◆ Exercise details ◆
How many lines of the records below contain the string "medal", with case counting? Reply with the number alone.

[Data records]
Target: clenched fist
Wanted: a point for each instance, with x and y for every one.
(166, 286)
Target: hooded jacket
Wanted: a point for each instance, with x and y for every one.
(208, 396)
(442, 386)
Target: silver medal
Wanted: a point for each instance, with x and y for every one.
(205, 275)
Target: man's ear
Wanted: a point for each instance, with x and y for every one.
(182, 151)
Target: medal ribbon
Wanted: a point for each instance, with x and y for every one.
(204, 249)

...

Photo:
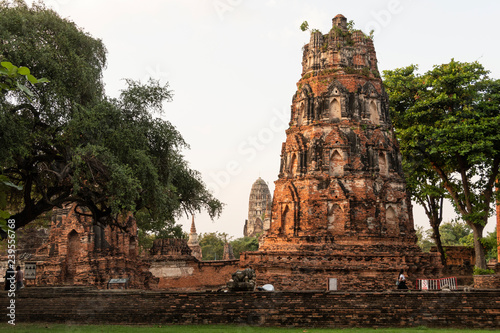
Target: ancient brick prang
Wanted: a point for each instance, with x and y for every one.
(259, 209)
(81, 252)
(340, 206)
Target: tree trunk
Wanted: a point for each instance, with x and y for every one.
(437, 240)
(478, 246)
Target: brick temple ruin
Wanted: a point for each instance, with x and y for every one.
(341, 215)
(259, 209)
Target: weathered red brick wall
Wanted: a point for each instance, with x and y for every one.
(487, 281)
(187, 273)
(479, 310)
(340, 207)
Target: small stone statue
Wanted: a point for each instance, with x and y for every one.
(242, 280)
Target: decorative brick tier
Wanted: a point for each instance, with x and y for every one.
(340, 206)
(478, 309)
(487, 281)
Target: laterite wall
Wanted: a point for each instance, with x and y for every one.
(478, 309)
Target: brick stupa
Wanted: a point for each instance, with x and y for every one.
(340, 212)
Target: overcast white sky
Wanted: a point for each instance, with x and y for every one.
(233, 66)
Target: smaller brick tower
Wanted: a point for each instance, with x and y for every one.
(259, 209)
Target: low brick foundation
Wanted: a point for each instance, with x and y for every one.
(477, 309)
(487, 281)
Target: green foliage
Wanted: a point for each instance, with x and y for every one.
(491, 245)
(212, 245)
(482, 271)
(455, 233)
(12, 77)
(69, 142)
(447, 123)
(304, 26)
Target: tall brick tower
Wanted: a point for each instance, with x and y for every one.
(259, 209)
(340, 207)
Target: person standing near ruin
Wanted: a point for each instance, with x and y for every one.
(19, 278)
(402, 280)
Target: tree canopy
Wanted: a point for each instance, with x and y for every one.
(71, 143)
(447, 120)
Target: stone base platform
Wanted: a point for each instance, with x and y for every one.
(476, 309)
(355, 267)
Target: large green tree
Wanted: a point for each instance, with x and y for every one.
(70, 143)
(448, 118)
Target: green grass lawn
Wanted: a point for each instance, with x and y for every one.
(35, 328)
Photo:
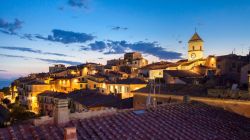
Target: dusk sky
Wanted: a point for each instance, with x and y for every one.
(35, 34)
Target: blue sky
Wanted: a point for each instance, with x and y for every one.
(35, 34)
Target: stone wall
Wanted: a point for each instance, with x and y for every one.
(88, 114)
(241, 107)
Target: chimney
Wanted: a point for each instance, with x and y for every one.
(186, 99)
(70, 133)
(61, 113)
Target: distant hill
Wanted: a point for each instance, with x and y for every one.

◆ Task solution ◆
2